__INSTRUCTIONS TO FOLLOW__
Lines from the one containing "Request = locate the adobe" through the end of the data are to be returned exactly, and no others.

-------- DATA FOR THIS TASK

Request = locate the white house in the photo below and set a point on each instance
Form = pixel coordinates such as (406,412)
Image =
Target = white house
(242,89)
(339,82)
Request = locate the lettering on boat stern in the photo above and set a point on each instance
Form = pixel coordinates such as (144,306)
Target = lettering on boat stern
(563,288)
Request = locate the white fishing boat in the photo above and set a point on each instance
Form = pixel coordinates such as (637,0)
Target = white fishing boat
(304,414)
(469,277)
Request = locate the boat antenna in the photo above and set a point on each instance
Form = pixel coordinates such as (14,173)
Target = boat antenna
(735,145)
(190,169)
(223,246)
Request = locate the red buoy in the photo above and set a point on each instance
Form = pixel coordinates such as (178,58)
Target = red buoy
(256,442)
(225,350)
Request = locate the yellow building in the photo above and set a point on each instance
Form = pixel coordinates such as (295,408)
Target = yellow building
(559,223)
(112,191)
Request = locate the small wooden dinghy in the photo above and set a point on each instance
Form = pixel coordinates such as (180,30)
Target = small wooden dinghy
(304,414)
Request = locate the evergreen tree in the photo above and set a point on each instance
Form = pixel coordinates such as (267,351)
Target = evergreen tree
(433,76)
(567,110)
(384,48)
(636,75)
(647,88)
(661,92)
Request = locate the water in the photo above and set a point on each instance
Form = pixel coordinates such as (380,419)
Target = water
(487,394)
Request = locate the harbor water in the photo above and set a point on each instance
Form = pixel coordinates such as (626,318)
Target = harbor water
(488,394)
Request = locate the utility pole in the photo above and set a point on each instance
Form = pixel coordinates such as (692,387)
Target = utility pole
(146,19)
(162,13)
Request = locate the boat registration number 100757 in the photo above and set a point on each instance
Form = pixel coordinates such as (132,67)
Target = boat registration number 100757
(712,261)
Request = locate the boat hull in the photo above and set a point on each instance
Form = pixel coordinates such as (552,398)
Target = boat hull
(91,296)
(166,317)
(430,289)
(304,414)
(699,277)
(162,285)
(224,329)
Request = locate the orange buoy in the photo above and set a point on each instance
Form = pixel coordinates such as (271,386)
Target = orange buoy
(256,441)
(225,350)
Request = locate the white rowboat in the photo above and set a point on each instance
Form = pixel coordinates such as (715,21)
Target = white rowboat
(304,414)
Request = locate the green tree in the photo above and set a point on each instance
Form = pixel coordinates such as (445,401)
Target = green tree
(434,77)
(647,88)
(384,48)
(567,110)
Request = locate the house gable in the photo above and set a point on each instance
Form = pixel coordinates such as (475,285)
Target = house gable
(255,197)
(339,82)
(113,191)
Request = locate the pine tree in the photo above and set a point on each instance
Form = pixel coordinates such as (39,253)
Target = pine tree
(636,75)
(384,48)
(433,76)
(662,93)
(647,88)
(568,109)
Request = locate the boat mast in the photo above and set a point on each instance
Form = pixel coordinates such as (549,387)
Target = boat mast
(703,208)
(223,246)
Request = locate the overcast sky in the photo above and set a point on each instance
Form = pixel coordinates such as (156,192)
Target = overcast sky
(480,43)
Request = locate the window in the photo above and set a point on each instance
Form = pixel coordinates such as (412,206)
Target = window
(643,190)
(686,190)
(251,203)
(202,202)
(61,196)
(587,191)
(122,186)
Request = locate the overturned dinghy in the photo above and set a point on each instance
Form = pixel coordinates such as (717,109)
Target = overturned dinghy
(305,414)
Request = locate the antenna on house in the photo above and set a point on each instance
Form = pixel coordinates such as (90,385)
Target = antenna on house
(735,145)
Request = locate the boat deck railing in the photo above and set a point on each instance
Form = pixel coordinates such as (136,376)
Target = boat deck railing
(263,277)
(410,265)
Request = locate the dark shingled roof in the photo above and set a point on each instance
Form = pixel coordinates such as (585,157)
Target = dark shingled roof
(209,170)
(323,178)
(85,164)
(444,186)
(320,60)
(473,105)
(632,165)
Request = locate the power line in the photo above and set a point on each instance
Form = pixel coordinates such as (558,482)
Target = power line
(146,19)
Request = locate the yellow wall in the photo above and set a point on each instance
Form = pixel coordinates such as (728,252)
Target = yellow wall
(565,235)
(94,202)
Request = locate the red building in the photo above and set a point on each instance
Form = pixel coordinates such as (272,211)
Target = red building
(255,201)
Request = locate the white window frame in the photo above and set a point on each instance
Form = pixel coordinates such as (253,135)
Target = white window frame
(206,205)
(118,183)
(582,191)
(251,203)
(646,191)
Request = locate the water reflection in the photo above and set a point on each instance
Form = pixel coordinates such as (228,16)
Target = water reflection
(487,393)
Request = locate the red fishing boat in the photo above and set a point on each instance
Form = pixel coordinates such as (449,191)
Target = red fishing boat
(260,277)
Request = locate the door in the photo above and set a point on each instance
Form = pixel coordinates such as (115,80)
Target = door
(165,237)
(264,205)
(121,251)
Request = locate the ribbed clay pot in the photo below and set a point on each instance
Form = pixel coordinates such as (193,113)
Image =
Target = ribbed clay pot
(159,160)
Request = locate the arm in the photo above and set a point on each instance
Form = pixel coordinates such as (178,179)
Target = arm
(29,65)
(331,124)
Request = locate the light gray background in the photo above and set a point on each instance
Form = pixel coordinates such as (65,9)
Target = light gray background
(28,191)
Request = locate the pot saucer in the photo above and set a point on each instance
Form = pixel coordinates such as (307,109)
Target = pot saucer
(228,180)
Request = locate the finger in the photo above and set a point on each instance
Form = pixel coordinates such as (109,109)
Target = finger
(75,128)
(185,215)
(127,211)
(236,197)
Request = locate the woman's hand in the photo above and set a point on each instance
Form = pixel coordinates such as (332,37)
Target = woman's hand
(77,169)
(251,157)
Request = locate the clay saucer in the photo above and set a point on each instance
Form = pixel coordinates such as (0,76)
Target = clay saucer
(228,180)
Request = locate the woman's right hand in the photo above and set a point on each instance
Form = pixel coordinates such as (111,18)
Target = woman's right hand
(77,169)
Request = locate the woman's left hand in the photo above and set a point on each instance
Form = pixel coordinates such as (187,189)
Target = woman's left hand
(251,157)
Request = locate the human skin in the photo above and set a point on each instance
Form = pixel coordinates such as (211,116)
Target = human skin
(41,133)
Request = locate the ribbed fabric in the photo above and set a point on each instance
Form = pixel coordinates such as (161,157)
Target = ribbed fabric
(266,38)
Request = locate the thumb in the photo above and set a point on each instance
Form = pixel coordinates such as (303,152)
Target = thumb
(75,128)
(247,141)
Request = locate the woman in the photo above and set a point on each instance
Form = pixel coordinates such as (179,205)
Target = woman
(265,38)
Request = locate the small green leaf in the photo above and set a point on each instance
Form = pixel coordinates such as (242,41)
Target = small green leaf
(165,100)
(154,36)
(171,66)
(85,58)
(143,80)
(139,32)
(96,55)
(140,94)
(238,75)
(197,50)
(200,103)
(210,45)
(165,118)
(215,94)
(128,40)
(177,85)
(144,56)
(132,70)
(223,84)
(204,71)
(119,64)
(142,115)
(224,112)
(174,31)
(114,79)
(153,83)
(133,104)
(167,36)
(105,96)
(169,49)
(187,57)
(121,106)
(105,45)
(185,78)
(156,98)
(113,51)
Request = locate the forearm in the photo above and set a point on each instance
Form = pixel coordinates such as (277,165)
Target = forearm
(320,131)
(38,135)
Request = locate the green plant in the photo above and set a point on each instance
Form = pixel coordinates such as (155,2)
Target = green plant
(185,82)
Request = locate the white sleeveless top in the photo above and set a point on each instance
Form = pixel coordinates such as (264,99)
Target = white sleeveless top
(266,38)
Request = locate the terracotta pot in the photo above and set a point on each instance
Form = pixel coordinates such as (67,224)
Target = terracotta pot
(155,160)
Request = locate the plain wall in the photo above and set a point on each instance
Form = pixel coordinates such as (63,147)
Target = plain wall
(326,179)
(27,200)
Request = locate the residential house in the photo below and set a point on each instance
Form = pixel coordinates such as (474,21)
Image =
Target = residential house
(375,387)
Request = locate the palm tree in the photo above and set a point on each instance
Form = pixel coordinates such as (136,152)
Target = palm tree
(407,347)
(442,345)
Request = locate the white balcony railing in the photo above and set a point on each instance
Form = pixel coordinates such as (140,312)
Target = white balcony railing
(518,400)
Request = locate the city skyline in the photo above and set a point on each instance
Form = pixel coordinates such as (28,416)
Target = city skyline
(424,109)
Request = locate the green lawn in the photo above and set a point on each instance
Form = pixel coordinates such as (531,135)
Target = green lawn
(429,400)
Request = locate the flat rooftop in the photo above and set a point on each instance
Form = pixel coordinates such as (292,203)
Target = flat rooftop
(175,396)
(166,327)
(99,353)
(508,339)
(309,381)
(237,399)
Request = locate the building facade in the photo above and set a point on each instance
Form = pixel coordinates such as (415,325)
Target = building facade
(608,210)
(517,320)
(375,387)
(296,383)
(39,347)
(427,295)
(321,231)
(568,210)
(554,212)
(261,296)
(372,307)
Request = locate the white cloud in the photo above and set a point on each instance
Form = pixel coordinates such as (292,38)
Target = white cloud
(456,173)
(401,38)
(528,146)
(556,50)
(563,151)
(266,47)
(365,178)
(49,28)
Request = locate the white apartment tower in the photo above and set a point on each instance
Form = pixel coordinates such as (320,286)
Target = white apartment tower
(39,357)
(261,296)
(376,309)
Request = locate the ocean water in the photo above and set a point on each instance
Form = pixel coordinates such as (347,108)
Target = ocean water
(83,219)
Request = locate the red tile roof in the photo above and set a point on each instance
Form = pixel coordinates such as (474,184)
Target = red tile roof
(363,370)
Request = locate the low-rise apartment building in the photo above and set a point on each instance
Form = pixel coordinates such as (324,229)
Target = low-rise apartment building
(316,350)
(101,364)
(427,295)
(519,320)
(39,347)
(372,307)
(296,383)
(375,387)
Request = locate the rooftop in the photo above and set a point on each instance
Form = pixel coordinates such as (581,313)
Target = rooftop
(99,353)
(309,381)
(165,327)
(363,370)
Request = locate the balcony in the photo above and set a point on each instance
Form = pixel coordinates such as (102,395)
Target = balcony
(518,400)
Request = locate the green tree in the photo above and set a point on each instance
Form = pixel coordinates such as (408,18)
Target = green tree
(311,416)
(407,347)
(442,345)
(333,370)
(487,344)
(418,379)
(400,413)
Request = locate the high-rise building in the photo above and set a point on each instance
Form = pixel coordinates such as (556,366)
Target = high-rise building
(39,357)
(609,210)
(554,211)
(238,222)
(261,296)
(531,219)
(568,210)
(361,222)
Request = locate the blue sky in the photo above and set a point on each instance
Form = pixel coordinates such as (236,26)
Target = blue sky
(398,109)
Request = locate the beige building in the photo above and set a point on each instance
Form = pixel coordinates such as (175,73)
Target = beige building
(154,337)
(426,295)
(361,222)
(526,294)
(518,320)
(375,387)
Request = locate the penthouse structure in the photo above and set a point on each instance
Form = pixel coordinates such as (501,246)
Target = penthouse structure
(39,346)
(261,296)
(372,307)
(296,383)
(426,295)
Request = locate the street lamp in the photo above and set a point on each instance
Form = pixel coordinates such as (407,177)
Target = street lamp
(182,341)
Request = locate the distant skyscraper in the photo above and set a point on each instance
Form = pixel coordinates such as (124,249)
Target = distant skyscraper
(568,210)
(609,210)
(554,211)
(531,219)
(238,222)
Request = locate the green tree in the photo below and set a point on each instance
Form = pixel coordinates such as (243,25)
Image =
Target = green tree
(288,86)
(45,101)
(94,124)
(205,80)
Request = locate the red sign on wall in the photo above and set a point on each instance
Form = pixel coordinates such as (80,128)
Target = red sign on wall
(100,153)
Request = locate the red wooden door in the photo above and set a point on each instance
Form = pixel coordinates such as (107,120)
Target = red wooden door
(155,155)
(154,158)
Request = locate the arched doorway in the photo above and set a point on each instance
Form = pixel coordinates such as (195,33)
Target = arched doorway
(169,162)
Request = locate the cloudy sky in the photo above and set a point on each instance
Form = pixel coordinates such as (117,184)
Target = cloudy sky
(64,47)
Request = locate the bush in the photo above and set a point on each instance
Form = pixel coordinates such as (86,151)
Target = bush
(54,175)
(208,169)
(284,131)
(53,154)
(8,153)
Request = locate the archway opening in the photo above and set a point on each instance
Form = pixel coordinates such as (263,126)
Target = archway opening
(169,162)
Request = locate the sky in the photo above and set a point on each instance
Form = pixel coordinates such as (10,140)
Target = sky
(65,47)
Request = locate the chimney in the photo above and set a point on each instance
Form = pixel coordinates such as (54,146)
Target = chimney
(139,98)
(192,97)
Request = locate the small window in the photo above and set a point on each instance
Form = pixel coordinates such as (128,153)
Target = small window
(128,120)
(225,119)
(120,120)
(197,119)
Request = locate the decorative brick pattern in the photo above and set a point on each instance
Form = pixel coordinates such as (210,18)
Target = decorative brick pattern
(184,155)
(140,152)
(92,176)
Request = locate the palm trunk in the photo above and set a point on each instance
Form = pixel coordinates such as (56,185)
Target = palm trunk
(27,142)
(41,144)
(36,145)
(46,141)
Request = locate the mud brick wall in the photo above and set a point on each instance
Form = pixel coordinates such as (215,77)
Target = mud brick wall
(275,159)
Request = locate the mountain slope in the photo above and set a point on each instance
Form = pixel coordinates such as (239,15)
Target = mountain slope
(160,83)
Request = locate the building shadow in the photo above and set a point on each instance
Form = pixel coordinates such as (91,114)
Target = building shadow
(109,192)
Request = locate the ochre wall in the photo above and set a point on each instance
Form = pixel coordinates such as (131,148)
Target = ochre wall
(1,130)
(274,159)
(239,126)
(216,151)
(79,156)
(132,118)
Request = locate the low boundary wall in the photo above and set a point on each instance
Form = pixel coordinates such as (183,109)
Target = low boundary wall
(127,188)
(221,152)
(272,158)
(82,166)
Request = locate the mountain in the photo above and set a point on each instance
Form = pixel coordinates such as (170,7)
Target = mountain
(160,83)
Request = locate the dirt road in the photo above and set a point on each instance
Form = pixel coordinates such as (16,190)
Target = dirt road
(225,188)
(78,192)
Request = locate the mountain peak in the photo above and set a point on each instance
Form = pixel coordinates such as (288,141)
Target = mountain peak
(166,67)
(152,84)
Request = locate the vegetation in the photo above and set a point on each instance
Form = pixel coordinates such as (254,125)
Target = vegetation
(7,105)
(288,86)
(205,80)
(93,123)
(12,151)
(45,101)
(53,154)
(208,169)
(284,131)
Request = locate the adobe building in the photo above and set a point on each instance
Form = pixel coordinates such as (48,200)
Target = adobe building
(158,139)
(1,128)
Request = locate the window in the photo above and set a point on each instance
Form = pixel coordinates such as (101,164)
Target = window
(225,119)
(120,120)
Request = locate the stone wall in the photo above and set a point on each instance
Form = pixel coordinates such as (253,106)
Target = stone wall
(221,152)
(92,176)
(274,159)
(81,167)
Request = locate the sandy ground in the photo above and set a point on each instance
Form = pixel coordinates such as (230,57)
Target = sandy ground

----------------

__OUTPUT OF THE TASK__
Request = locate the adobe building in the photo above and set a point on each instance
Form = pixel coordinates such as (48,200)
Target = adobe building
(158,139)
(1,128)
Request = locate the window in the photo above and set a point on each instance
Form = pixel coordinates such as (101,164)
Target = window
(225,119)
(120,120)
Request = locate the stone wall in the photo above and set a point on each instance
Form = pixel coordinates such as (253,106)
Target = stone wall
(221,152)
(92,176)
(274,159)
(81,167)
Request = locate the sandy ground in the photo above and set a point on each instance
Form = pixel coordinates such as (230,57)
Target = sandy ground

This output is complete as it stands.